To do:
1. In the article below about the Second Circuit's TCPA ruling, shorten the paragraph beginning "The TCPA does not expressly provide" to one concise sentence that keeps its main facts.
2. Continue the article below about the Second Circuit's TCPA ruling, picking up after its last sentence.

Provided text:
- Opening Delimiter -
The Second Circuit recently ruled that state law – not the four-year general statute of limitations under federal law – provides the time limit in a class action brought pursuant to the Telephone Consumer Protection Act.

A Connecticut-based plaintiff filed suit alleging that he received unsolicited fax advertisements from a New York business. He claimed he was one of 10,000 who received such ads.

The defendant argued that the suit was time-barred under Connecticut’s two-year statute of limitations, and the court agreed.

Despite the fact that federal law contains a catch-all provision with a four-year statute of limitations, the court said that state law governed the suit.

The TCPA authorizes claims “only as ‘otherwise permitted’ by state law,” the court said, which gives states the authority to determine the time period in which such actions will be recognized.

The Connecticut law that specifically recognizes a cause of action for statutory damages for the transmission of unsolicited fax communications contains the two-year limit.

The TCPA does not expressly provide a statute of limitations for the private cause of action it authorizes, the court said, and Congress chose to make suits under the Act the “ ‘functional equivalent of state law,’ applicable only as otherwise permitted by state law and court rules.”
- Closing Delimiter -
Extracted data:
- Opening Delimiter -
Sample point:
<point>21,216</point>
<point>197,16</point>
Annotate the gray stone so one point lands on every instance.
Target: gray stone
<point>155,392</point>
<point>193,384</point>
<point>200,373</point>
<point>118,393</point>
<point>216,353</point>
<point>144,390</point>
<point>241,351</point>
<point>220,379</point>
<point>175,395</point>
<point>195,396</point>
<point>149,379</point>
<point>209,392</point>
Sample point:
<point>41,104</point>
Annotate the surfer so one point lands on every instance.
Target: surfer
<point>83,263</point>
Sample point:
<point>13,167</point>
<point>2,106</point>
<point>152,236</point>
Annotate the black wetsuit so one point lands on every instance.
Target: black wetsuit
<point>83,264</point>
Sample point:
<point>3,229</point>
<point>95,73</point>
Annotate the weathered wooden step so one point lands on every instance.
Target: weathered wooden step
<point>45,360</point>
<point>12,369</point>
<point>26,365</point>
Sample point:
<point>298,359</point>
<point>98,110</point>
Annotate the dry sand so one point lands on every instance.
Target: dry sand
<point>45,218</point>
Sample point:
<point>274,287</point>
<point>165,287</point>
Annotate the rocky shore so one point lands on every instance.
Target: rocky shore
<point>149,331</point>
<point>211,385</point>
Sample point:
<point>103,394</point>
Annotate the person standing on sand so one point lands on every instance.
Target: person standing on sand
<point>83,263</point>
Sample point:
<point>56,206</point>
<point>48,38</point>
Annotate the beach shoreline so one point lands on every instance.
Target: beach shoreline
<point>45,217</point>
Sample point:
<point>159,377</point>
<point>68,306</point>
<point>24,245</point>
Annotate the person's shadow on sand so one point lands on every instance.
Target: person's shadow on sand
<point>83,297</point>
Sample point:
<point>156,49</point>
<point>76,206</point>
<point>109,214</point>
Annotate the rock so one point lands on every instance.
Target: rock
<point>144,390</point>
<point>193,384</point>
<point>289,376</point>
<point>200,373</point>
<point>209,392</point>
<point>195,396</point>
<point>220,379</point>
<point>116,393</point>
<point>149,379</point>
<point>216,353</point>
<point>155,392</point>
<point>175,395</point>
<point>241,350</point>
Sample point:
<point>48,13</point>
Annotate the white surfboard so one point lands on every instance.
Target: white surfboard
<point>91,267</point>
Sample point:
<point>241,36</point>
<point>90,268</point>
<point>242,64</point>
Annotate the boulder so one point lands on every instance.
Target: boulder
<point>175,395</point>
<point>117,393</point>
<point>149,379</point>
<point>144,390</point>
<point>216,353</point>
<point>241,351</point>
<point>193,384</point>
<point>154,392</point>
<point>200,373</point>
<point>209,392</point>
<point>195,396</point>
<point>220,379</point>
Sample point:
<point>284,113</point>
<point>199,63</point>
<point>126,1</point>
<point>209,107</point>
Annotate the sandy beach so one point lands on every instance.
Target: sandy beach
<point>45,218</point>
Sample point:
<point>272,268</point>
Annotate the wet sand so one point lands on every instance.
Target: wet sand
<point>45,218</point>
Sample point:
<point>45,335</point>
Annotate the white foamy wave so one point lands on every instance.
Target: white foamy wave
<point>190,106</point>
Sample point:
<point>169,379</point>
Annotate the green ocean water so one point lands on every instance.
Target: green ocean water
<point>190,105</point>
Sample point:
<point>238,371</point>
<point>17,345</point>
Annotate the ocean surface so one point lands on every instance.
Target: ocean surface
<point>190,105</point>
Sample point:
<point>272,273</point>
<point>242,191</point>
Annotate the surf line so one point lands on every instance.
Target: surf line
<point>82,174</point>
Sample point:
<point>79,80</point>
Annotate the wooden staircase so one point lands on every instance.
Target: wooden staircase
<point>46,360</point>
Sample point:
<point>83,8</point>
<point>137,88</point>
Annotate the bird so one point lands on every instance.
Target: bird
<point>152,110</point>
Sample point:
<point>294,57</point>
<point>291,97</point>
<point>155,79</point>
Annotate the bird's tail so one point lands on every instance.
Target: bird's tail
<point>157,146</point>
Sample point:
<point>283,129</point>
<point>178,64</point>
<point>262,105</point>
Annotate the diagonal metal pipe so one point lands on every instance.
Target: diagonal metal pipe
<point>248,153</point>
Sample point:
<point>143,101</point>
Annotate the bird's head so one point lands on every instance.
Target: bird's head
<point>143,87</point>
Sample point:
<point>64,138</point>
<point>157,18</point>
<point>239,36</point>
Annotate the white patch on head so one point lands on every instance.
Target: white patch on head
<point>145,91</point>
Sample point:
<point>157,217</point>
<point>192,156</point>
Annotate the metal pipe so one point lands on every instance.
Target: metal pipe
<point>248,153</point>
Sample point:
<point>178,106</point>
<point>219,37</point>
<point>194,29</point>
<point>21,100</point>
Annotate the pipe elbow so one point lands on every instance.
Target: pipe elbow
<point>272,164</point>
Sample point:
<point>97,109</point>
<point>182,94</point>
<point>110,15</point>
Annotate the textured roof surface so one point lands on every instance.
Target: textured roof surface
- Closing Delimiter -
Outputs in order:
1. According to the court, the TCPA sets no statute of limitations for its private cause of action, and Congress made such suits the functional equivalent of state-law claims, available only as state law and court rules permit.

2.
“If a claim for the transmission of an unsolicited commercial fax is no longer ‘permitted’ by a state statute of limitations, it cannot be maintained under the TCPA,” the court said.

Therefore, because Connecticut law contains an express requirement that such suits be filed within two years of transmission of the unsolicited fax, the plaintiff’s claim was untimely, the Second Circuit held, affirming dismissal of the suit.

To read the decision in Giovanniello v. ALM Media, click here.

Why it matters: The decision provides guidance to defendants facing TCPA suits to look to state law for a determination of whether a suit has been timely filed. However, in a concurring opinion, Senior Circuit Judge J. Clifford Wallace of the Ninth Circuit noted that the majority’s opinion “adds to a growing split” among the state and federal courts on the issue of TCPA statute of limitations claims.